Records drawn from a dataset
--
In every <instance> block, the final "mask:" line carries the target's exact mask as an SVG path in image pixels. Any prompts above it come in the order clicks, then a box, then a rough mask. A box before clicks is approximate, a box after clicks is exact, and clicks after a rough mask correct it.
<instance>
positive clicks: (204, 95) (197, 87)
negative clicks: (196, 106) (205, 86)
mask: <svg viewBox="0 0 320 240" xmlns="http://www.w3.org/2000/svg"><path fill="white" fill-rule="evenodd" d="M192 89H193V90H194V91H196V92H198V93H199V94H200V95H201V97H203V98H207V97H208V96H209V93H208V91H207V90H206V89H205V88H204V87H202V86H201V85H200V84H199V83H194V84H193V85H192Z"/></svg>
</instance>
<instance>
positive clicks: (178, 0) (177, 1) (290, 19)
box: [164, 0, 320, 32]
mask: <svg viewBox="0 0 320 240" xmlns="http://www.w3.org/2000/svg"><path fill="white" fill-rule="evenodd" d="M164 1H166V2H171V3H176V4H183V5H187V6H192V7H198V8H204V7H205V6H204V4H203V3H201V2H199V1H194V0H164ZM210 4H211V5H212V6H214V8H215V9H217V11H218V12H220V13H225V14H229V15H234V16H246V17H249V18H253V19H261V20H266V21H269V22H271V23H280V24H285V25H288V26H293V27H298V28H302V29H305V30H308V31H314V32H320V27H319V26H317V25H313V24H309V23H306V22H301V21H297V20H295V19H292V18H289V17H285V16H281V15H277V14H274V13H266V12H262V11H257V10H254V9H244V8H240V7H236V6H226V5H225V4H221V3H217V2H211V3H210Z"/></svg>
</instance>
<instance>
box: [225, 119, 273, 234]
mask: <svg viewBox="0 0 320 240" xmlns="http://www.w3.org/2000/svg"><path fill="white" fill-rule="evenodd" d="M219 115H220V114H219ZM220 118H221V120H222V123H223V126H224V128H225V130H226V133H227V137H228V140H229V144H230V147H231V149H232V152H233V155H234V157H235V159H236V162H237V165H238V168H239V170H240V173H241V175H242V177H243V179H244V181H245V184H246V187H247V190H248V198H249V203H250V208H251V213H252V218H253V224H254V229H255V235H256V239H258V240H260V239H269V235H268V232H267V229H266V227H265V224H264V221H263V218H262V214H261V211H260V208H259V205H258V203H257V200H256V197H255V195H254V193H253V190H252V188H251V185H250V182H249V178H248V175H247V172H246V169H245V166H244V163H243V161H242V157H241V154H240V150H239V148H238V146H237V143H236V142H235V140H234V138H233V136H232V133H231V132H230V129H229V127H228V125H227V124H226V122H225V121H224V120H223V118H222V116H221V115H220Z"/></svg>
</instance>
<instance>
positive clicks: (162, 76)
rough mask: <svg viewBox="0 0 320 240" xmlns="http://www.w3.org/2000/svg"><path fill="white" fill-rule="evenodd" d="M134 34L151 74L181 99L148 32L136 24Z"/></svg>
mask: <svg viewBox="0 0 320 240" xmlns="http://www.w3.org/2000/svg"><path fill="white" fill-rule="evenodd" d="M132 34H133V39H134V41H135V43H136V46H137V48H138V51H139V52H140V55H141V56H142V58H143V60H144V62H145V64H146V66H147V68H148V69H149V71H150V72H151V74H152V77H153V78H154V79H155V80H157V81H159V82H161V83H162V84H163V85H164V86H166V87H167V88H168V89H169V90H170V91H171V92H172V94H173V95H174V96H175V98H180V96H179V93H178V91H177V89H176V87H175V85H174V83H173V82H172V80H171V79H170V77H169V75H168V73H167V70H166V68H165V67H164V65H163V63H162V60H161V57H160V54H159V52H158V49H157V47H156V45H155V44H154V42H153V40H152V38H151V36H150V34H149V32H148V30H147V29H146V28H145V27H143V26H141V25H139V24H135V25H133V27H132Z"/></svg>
--
Task details
Output nothing but the line containing "rough mask: <svg" and each line after it in the entries above, exactly as written.

Answer space
rough mask: <svg viewBox="0 0 320 240" xmlns="http://www.w3.org/2000/svg"><path fill="white" fill-rule="evenodd" d="M134 34L151 74L181 99L148 32L136 24Z"/></svg>
mask: <svg viewBox="0 0 320 240" xmlns="http://www.w3.org/2000/svg"><path fill="white" fill-rule="evenodd" d="M132 34H133V39H134V41H135V43H136V46H137V48H138V51H139V52H140V55H141V56H142V58H143V60H144V62H145V64H146V66H147V68H148V69H149V71H150V72H151V74H152V77H153V78H154V79H155V80H157V81H159V82H161V83H162V84H163V85H164V86H166V87H167V88H168V89H169V90H170V91H171V92H172V94H173V95H174V96H175V98H180V96H179V93H178V91H177V89H176V87H175V85H174V83H173V82H172V80H171V79H170V77H169V75H168V73H167V70H166V68H165V67H164V65H163V63H162V60H161V57H160V54H159V52H158V49H157V47H156V45H155V44H154V42H153V40H152V38H151V36H150V34H149V32H148V30H147V29H146V28H145V27H143V26H141V25H139V24H135V25H133V27H132Z"/></svg>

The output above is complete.